INPUT ROWS
****
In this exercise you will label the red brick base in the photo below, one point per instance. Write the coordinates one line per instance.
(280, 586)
****
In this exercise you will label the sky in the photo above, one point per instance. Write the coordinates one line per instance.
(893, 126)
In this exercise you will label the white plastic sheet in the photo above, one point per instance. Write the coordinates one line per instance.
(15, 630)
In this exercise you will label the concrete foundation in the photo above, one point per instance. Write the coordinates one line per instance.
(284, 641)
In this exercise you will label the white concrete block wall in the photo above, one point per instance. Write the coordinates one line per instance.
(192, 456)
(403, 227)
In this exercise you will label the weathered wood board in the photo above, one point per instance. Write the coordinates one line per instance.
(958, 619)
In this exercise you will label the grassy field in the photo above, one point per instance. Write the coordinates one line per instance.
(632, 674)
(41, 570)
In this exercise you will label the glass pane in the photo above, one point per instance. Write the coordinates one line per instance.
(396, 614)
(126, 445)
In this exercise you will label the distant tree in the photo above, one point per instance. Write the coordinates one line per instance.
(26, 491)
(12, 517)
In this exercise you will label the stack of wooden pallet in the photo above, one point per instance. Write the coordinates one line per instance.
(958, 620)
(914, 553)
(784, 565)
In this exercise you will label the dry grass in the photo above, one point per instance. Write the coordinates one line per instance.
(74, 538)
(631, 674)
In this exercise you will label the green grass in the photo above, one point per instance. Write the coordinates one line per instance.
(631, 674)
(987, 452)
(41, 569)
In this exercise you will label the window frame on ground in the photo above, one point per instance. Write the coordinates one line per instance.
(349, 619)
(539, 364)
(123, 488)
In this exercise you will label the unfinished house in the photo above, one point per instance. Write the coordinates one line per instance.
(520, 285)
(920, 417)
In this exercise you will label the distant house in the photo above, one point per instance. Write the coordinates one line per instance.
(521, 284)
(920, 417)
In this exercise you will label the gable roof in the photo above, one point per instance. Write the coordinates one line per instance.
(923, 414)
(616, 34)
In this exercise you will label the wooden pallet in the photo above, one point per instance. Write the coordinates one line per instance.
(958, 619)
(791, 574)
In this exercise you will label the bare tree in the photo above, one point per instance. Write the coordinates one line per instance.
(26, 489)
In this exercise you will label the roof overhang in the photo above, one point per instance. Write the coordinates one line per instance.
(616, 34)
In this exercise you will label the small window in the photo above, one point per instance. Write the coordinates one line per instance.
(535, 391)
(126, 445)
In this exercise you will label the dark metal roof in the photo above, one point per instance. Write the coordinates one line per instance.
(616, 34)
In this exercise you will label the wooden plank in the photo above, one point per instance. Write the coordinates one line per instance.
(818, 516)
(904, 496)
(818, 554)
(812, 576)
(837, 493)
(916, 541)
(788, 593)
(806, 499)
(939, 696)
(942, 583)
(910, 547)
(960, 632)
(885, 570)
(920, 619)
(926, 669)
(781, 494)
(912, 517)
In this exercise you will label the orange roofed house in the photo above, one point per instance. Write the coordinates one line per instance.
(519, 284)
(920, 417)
****
EXERCISE AIM
How many lines in the listing above contain the string "window"? Case counts, and the answer should be the number alone.

EXERCISE OUTPUT
2